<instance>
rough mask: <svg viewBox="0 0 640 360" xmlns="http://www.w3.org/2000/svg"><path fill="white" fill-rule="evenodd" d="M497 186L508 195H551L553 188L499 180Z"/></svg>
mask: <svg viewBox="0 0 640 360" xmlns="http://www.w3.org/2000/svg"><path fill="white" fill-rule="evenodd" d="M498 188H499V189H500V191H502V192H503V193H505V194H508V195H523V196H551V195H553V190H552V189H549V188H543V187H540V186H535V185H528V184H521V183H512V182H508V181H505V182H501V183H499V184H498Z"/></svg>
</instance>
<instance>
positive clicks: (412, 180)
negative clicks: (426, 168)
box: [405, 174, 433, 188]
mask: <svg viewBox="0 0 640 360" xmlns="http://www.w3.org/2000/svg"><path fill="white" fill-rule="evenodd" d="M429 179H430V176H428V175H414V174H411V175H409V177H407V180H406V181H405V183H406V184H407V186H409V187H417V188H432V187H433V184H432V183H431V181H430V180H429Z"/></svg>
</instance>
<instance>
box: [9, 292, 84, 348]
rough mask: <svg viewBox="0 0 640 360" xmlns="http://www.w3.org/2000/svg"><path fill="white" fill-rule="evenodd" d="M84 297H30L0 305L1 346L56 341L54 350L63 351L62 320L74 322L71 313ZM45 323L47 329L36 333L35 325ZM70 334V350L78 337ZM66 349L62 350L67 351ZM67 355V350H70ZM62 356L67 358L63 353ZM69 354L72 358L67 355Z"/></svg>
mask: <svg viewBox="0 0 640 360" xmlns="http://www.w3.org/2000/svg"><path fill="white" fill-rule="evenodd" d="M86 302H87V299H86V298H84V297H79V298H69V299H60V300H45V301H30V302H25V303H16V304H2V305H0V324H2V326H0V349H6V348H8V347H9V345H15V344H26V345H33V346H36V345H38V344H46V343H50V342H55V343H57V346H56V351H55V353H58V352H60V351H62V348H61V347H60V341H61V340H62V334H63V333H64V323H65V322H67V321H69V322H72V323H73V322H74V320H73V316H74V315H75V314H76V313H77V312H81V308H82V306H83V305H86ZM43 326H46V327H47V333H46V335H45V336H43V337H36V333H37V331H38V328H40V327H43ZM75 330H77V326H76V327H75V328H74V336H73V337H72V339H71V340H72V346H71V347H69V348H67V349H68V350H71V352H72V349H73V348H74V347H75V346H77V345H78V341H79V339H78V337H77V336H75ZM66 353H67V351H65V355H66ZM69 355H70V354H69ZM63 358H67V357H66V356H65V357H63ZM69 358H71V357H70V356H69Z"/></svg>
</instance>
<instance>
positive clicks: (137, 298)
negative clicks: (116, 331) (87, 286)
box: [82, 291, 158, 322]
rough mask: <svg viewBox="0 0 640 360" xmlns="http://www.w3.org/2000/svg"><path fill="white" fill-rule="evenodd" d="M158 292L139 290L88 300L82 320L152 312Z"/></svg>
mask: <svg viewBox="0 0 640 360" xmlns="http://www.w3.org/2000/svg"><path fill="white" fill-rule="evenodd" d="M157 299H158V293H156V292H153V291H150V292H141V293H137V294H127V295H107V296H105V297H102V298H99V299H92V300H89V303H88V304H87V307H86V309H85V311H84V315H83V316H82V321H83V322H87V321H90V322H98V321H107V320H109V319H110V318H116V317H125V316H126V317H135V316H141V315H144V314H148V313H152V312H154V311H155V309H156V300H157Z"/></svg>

■ ■ ■

• _Exercise details_
Print all of the entries exactly, leaving nothing out.

• _Task answer_
<instance>
rough mask: <svg viewBox="0 0 640 360" xmlns="http://www.w3.org/2000/svg"><path fill="white" fill-rule="evenodd" d="M497 186L508 195H551L553 188L499 180Z"/></svg>
mask: <svg viewBox="0 0 640 360" xmlns="http://www.w3.org/2000/svg"><path fill="white" fill-rule="evenodd" d="M498 188H499V189H500V191H502V192H503V193H505V194H508V195H523V196H551V195H553V190H552V189H549V188H543V187H540V186H535V185H528V184H521V183H512V182H508V181H505V182H501V183H499V184H498Z"/></svg>
</instance>
<instance>
positive clicks: (412, 180)
negative clicks: (426, 168)
box: [405, 174, 433, 188]
mask: <svg viewBox="0 0 640 360" xmlns="http://www.w3.org/2000/svg"><path fill="white" fill-rule="evenodd" d="M429 179H430V176H428V175H414V174H411V175H409V177H407V180H406V181H405V183H406V184H407V186H409V187H417V188H432V187H433V184H432V183H431V181H430V180H429Z"/></svg>
</instance>
<instance>
box: [9, 292, 84, 348]
rough mask: <svg viewBox="0 0 640 360" xmlns="http://www.w3.org/2000/svg"><path fill="white" fill-rule="evenodd" d="M84 297H30L0 305L1 346L56 341L54 350L63 351L62 320L74 322L71 313ZM45 323L47 329L36 333L35 325ZM70 334V350L78 337ZM66 349L62 350L67 351ZM67 355V350H70ZM62 356L67 358L63 353ZM69 354L72 358L67 355Z"/></svg>
mask: <svg viewBox="0 0 640 360" xmlns="http://www.w3.org/2000/svg"><path fill="white" fill-rule="evenodd" d="M86 302H87V299H86V298H84V297H79V298H69V299H60V300H45V301H30V302H25V303H16V304H2V305H0V324H2V326H0V349H6V348H8V347H9V345H15V344H26V345H33V346H36V345H38V344H46V343H50V342H55V343H57V346H56V351H55V353H58V352H60V351H62V348H61V347H60V341H61V340H62V334H63V333H64V323H65V322H67V321H69V322H72V323H73V322H74V320H73V316H74V315H75V314H76V313H77V312H81V308H82V306H83V305H86ZM43 326H46V327H47V333H46V335H45V336H43V337H36V333H37V331H38V328H40V327H43ZM75 330H77V326H76V327H75V328H74V336H73V337H72V339H71V340H72V346H71V347H69V348H67V349H68V350H71V352H72V349H73V348H74V347H75V346H77V345H78V341H79V339H78V337H77V336H75ZM66 353H67V351H65V355H66ZM69 355H70V354H69ZM63 358H67V357H66V356H65V357H63ZM69 358H71V357H70V356H69Z"/></svg>
</instance>
<instance>
positive clicks: (137, 298)
negative clicks: (116, 331) (87, 286)
box: [82, 291, 158, 322]
rough mask: <svg viewBox="0 0 640 360" xmlns="http://www.w3.org/2000/svg"><path fill="white" fill-rule="evenodd" d="M158 292L139 290L88 300L82 320L152 312Z"/></svg>
mask: <svg viewBox="0 0 640 360" xmlns="http://www.w3.org/2000/svg"><path fill="white" fill-rule="evenodd" d="M157 299H158V293H156V292H153V291H150V292H141V293H137V294H127V295H107V296H105V297H102V298H99V299H92V300H89V303H88V304H87V307H86V309H85V311H84V315H83V316H82V321H83V322H87V321H90V322H98V321H107V320H109V319H110V318H116V317H125V316H126V317H135V316H141V315H144V314H148V313H152V312H154V311H155V309H156V300H157Z"/></svg>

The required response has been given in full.